[EXERCISE TASK] Copy out the part of the records that opens with the line containing "Please place a dot on the blurred green" and runs through the end of the records, requests included. Multiply every keypoint coordinate in the answers by 1.7 and round to whole numbers, with halves rounded up, while leaving the sample coordinates in the requests unchanged.

Point labeling records:

#####

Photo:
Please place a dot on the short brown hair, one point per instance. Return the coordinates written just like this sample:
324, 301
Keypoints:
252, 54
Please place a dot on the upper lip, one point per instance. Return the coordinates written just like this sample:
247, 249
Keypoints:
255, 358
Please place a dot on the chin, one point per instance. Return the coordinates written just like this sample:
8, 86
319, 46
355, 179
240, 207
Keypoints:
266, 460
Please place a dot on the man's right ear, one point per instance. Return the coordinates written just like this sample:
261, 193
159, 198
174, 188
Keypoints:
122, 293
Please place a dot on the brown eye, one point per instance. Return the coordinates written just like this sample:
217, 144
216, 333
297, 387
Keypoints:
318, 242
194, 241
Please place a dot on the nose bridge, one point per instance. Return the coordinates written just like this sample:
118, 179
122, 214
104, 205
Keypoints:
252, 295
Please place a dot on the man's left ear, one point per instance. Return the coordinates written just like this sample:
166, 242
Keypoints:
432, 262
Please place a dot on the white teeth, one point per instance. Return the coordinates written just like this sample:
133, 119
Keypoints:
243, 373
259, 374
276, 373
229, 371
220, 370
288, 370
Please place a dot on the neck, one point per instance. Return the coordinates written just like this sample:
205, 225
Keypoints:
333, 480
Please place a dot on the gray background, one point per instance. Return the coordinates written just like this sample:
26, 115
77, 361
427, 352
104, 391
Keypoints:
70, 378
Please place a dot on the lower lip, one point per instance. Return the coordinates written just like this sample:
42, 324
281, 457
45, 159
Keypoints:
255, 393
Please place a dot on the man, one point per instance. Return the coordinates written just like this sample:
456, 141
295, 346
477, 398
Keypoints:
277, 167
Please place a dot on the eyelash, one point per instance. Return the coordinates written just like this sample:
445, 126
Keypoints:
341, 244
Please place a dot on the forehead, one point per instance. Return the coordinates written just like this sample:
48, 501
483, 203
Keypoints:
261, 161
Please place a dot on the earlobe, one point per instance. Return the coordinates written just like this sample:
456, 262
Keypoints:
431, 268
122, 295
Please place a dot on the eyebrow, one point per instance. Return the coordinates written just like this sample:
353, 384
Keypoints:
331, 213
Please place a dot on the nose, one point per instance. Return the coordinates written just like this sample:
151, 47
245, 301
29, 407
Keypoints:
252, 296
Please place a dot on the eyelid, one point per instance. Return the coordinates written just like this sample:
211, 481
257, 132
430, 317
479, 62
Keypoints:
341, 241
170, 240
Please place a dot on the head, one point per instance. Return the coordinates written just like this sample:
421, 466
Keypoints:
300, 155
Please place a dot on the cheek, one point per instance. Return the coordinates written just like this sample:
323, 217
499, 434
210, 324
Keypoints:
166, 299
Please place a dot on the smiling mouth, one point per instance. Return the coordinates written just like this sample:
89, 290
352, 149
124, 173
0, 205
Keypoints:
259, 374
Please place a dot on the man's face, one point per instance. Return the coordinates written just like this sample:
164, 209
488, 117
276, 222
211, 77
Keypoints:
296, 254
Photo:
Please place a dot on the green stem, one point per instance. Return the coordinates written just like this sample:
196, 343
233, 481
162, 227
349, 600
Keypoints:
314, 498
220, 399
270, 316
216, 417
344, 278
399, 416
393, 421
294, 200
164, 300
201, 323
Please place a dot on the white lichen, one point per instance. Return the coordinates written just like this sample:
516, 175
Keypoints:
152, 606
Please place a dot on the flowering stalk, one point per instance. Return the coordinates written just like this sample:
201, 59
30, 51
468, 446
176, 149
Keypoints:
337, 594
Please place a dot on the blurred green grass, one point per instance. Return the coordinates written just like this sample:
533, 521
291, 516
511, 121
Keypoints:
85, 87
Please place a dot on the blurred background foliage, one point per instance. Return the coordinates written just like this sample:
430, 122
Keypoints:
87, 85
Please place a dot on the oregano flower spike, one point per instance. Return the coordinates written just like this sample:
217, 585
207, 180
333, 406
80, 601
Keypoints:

#####

[ANSWER]
Please place a dot on the blurred green grass, one point per instance. Return the coordinates written just like this sample:
533, 521
291, 516
511, 121
Keypoints:
145, 148
Please place a dot on the blurred background foliage, one point per instance. Return the coordinates written just like this sample:
430, 122
Keypoints:
148, 145
Please place a dot on the oregano flower spike, one point per instance. Return the coordinates written just like this sample:
217, 585
207, 180
333, 406
80, 601
Keypoints:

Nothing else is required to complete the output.